*Problem statement*
Copy each record below without changing a single word.

Excerpts from a dataset:
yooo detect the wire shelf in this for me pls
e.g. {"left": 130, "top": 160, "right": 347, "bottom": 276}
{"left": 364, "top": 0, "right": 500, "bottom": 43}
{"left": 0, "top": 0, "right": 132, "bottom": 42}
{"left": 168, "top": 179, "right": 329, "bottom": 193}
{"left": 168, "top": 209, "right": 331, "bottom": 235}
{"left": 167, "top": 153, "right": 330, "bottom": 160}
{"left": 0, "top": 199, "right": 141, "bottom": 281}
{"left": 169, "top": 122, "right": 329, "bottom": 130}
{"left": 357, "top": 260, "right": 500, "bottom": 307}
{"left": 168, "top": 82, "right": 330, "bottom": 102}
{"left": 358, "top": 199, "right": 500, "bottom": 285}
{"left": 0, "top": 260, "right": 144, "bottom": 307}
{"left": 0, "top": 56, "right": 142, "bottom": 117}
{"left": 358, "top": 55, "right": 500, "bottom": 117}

*Finished task*
yooo detect the wire shelf in this for me pls
e.g. {"left": 130, "top": 160, "right": 347, "bottom": 276}
{"left": 364, "top": 0, "right": 500, "bottom": 43}
{"left": 0, "top": 0, "right": 132, "bottom": 42}
{"left": 168, "top": 179, "right": 329, "bottom": 193}
{"left": 168, "top": 209, "right": 331, "bottom": 235}
{"left": 167, "top": 153, "right": 330, "bottom": 160}
{"left": 0, "top": 199, "right": 141, "bottom": 281}
{"left": 169, "top": 122, "right": 329, "bottom": 130}
{"left": 357, "top": 260, "right": 500, "bottom": 307}
{"left": 168, "top": 82, "right": 330, "bottom": 102}
{"left": 358, "top": 199, "right": 500, "bottom": 285}
{"left": 0, "top": 260, "right": 144, "bottom": 307}
{"left": 0, "top": 56, "right": 142, "bottom": 117}
{"left": 358, "top": 55, "right": 500, "bottom": 117}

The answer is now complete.